Samsung's unified AI vision: one system, many devices
At CES, Samsung framed AI as a company-wide operating model, not a feature list. The pitch: TVs, audio, appliances, and health services act like companions that understand context, share data securely, and coordinate tasks across the home.
For product teams, the message is clear. Treat AI as a layer that spans hardware, software, and services-then design the experience as a continuous flow across screens and spaces; see AI Design Courses for patterns and approaches that support cross-device product experiences.
Why this matters for product development
- AI as a system layer: Voice, vision, and context operate across categories, not in silos.
- Cross-device continuity: Phones, TVs, appliances, and wearables hand off tasks without friction.
- Lifecycle commitment: Seven years of Tizen OS upgrades signal long-term support expectations.
- Security-first posture: Knox/Knox Matrix, model testing, and data controls are table stakes.
Entertainment: AI that understands context
Samsung's Vision AI Companion (VAC) runs on premium TVs and select screens. It interprets viewing context and voice requests, then adjusts visual and audio settings on the fly.

Problems to solve:
(a) Answer the following questions using the article on Samsung's AI vision, marking each answer with the matching label:
(i) At which event did Samsung present AI as a company-wide operating model?
(ii) How many years of Tizen OS upgrades does the article mention?
(iii) On which devices does the Vision AI Companion run?
(b) From the article on Samsung's AI vision, quote the passage that opens with the words containing "Why this matters" and closes with "on the fly.".
The material placed after the article on Samsung's AI vision is not needed.

Provided data:
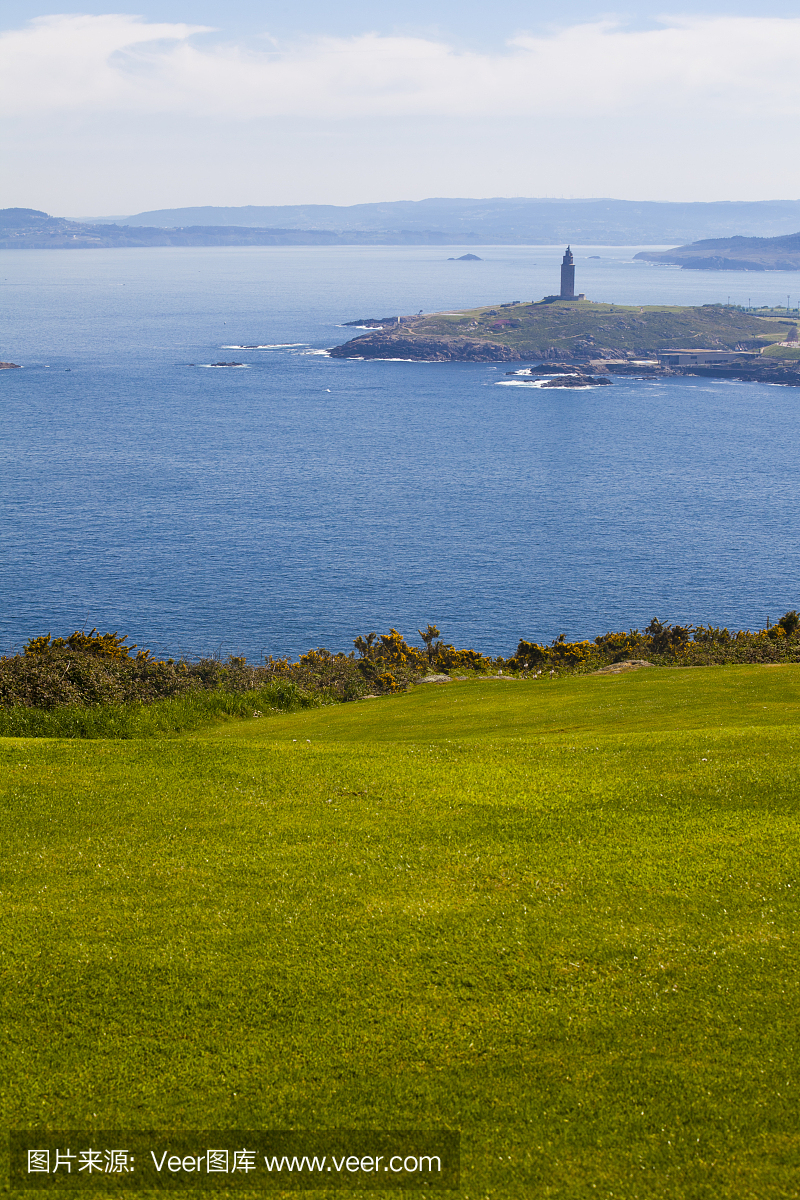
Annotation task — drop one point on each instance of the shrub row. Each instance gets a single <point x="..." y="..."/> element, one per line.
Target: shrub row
<point x="94" y="681"/>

Outputs:
(a)
(i) At CES.
(ii) Seven years.
(iii) On premium TVs and select screens.

(b)
Why this matters for product development
- AI as a system layer: Voice, vision, and context operate across categories, not in silos.
- Cross-device continuity: Phones, TVs, appliances, and wearables hand off tasks without friction.
- Lifecycle commitment: Seven years of Tizen OS upgrades signal long-term support expectations.
- Security-first posture: Knox/Knox Matrix, model testing, and data controls are table stakes.
Entertainment: AI that understands context
Samsung's Vision AI Companion (VAC) runs on premium TVs and select screens. It interprets viewing context and voice requests, then adjusts visual and audio settings on the fly.